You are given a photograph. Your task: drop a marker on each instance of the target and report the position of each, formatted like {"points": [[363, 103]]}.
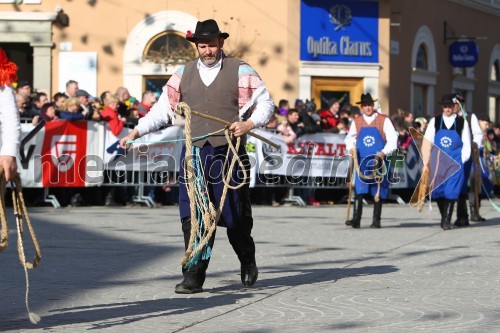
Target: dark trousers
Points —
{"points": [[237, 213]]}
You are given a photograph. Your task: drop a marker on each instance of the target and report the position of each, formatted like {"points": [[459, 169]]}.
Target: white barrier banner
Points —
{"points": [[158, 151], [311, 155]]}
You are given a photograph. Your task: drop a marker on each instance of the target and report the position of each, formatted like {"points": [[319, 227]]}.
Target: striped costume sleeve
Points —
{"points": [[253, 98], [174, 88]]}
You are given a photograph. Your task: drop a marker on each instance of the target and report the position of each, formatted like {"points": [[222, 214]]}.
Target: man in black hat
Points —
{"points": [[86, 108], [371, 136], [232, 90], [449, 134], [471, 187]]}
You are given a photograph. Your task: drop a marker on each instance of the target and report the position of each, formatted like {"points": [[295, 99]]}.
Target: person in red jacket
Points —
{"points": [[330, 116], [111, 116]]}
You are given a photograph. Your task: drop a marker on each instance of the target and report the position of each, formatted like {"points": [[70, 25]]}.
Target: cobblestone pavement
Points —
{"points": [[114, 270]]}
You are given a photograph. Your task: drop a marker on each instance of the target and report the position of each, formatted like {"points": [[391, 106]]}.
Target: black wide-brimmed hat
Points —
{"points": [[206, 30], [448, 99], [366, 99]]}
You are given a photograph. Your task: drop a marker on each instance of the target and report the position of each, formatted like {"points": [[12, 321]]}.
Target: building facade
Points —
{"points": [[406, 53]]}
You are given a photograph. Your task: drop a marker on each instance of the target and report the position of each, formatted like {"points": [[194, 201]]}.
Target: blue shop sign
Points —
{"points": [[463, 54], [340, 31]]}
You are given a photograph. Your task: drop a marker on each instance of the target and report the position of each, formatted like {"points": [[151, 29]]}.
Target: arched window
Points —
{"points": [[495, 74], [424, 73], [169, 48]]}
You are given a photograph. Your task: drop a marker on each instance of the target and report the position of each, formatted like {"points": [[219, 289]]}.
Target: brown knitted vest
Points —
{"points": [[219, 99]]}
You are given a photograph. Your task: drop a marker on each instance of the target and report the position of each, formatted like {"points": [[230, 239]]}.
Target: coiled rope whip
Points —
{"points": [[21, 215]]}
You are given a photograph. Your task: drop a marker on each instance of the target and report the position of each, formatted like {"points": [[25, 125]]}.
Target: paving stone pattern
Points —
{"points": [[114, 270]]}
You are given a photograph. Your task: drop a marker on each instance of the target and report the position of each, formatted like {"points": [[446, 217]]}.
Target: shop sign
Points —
· · · · ·
▶ [DO THIS]:
Pull out each line from the entries above that contains the word "black".

▶ [SOLUTION TO THIS PROBLEM]:
Target: man in black hat
Target: black wide-brimmed hat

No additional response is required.